__ACTIVITY__.
Copy out the material word for word, from its first line through the line that contains "rough mask: <svg", with both of those lines included.

__PROVIDED MATERIAL__.
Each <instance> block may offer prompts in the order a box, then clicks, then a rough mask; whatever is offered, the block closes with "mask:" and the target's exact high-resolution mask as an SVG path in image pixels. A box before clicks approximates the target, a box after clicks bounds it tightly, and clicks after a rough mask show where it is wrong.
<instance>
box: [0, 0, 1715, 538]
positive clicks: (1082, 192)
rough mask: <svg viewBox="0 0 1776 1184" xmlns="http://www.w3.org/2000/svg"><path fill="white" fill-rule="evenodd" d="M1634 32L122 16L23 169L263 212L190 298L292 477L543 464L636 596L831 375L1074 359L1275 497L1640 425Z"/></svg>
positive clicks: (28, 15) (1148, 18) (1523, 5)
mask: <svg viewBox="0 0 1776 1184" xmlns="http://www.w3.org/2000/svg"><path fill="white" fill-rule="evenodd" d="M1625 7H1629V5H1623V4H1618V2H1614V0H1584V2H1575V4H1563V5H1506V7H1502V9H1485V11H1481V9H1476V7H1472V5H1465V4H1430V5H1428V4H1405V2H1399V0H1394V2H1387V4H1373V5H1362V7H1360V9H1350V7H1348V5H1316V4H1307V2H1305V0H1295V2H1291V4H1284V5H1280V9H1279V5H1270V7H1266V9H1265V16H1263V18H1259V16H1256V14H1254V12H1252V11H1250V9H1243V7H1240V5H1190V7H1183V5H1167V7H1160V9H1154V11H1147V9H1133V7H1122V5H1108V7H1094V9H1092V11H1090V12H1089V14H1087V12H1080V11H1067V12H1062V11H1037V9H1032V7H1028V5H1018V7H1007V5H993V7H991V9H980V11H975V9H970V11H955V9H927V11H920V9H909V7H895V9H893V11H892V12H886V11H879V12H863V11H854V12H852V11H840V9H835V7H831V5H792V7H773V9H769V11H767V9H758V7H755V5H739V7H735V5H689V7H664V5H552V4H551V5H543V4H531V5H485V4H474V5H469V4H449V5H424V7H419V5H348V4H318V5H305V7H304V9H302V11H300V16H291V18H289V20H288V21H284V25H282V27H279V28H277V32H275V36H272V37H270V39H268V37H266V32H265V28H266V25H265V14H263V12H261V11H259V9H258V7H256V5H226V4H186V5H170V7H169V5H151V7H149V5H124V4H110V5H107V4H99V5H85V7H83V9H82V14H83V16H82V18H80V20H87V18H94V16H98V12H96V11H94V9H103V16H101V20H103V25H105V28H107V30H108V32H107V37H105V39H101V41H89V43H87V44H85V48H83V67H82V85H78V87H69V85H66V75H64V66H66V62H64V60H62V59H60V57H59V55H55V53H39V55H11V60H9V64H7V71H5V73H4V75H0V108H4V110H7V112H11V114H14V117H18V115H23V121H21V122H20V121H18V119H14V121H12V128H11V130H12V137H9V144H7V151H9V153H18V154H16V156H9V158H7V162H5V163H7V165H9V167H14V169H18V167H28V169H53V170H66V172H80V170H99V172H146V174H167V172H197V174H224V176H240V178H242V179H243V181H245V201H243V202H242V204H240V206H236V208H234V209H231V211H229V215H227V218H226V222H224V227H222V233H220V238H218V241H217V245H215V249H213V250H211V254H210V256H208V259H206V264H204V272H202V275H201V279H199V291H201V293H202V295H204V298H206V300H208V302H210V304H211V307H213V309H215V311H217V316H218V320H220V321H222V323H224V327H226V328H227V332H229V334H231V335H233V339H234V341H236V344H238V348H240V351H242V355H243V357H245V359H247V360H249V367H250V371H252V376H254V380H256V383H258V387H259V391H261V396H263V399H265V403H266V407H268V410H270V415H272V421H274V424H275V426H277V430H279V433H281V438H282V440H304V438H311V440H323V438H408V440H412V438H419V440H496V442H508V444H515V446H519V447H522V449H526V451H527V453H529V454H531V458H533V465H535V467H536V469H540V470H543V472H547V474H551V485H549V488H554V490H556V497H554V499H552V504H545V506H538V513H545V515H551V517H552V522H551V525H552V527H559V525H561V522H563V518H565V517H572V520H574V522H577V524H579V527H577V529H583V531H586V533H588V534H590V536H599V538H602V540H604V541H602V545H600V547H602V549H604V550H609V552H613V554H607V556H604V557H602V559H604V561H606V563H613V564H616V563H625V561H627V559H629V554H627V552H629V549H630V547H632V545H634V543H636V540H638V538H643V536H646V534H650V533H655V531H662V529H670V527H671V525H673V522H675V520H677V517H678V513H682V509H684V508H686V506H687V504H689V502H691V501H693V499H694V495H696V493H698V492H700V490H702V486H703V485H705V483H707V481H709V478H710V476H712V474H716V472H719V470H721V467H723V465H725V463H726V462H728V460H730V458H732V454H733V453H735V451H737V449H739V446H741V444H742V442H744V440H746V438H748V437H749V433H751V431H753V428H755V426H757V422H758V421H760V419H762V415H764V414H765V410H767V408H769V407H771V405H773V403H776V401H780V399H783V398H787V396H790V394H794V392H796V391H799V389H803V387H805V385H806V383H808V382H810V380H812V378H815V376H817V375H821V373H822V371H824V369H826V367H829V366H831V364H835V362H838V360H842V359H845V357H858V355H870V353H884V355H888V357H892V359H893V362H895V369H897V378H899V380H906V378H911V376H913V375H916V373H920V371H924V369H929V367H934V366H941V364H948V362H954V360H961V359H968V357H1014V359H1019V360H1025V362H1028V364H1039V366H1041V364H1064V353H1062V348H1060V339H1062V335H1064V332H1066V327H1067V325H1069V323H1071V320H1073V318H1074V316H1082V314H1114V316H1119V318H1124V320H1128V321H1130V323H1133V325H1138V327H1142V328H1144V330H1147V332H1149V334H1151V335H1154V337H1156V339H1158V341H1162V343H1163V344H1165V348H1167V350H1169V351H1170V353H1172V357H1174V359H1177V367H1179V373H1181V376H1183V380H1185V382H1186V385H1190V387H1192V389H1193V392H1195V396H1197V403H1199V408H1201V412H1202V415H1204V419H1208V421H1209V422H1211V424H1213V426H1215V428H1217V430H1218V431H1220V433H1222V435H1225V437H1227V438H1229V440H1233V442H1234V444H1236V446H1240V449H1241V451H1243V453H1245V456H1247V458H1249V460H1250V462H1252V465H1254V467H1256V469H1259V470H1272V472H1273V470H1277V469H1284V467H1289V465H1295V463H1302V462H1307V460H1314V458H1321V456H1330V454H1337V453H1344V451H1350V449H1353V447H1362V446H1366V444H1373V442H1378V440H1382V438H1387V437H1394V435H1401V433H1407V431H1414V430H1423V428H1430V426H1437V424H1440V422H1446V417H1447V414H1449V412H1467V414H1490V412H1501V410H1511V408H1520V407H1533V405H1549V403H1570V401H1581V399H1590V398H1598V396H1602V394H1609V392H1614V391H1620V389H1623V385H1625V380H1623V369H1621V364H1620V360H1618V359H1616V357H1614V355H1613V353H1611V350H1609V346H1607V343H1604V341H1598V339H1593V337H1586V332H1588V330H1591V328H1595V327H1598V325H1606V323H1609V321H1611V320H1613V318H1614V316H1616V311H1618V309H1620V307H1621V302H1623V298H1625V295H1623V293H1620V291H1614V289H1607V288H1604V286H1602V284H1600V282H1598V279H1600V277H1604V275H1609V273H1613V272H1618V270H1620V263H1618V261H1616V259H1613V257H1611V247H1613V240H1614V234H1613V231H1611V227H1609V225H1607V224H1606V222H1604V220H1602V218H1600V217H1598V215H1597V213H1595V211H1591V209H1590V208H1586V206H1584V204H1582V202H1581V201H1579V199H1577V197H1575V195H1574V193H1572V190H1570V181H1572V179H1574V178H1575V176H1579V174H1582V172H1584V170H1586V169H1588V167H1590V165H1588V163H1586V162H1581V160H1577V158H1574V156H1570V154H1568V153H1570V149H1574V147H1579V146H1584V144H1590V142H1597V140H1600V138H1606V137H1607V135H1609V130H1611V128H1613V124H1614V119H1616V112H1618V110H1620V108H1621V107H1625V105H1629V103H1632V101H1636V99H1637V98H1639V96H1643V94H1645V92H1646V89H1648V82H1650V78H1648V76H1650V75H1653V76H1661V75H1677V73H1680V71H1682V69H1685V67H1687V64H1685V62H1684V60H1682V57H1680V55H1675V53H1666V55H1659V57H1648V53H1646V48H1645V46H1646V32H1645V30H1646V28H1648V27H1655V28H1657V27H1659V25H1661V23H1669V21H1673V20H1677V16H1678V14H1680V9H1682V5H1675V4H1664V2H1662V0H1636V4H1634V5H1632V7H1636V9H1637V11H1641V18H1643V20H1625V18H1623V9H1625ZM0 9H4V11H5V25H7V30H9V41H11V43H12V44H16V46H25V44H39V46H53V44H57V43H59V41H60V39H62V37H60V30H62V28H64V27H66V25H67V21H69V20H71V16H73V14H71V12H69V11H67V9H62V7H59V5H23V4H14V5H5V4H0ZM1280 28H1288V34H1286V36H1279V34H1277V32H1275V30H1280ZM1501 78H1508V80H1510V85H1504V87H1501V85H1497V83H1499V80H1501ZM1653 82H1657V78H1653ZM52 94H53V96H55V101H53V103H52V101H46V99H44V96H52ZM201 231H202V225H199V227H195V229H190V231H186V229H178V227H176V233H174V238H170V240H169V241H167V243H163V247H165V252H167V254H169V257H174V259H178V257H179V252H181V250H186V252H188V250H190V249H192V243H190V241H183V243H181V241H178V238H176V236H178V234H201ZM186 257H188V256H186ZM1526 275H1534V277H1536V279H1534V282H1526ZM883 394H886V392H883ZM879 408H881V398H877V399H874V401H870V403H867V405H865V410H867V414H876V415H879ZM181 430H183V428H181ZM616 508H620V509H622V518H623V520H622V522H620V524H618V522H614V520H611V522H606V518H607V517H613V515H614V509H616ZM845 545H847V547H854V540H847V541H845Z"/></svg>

__SOLUTION TO THIS PROBLEM__.
Each <instance> block may offer prompts in the order a box, then clicks, then a rough mask; whatever is offered, the block closes with "mask:" and the target's exact high-resolution mask as an SVG path in image pixels. A box before clicks approximates the target, a box after clicks bounds it tightly, and clicks after a rough mask show where it is wrong.
<instance>
box: [0, 0, 1715, 538]
positive clicks: (1082, 192)
rough mask: <svg viewBox="0 0 1776 1184" xmlns="http://www.w3.org/2000/svg"><path fill="white" fill-rule="evenodd" d="M1634 32L122 16L23 169L263 212L190 298L292 477L543 464L636 596L831 375L1074 359L1275 497L1640 425Z"/></svg>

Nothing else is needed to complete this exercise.